**Task to carry out**
Copy out every line of the items below that contains the string "note". Matching is case-sensitive.

* * *

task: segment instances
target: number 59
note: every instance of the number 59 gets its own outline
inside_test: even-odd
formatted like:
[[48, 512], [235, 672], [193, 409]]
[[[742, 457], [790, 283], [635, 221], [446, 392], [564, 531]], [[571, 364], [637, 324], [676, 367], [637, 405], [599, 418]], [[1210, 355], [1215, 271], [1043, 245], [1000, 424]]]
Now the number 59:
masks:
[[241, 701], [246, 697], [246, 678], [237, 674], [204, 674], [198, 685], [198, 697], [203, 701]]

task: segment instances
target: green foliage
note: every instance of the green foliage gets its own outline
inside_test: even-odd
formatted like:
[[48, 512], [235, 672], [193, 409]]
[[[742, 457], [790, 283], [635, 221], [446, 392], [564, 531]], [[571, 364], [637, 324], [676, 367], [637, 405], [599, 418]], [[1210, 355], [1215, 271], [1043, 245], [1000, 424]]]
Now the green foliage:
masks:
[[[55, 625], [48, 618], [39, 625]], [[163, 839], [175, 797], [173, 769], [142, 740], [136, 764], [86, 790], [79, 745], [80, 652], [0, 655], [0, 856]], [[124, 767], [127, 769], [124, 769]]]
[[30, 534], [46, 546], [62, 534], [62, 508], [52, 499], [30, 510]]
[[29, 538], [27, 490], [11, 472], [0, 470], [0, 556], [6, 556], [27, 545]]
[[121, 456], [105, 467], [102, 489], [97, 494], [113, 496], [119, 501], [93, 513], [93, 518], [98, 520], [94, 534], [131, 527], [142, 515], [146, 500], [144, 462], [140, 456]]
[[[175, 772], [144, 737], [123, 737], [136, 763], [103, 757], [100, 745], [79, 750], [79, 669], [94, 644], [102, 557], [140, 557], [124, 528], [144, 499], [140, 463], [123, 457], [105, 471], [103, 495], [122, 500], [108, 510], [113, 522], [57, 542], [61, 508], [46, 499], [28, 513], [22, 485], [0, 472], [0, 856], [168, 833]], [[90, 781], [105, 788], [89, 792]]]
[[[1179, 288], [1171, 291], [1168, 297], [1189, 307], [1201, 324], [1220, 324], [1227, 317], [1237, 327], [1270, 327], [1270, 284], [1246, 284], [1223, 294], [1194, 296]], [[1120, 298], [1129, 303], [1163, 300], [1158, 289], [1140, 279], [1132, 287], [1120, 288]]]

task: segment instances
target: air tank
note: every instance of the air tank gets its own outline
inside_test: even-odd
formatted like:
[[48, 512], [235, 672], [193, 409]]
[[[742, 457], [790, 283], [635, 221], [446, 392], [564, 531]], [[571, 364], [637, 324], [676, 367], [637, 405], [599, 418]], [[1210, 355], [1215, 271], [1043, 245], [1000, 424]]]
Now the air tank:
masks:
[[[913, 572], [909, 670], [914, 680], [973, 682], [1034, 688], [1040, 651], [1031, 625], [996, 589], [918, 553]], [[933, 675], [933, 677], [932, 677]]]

* * *

**Answer**
note: every instance of the number 59 gets its own outline
note: every instance of the green foliage gets its own outline
note: every instance of the air tank gets its own outline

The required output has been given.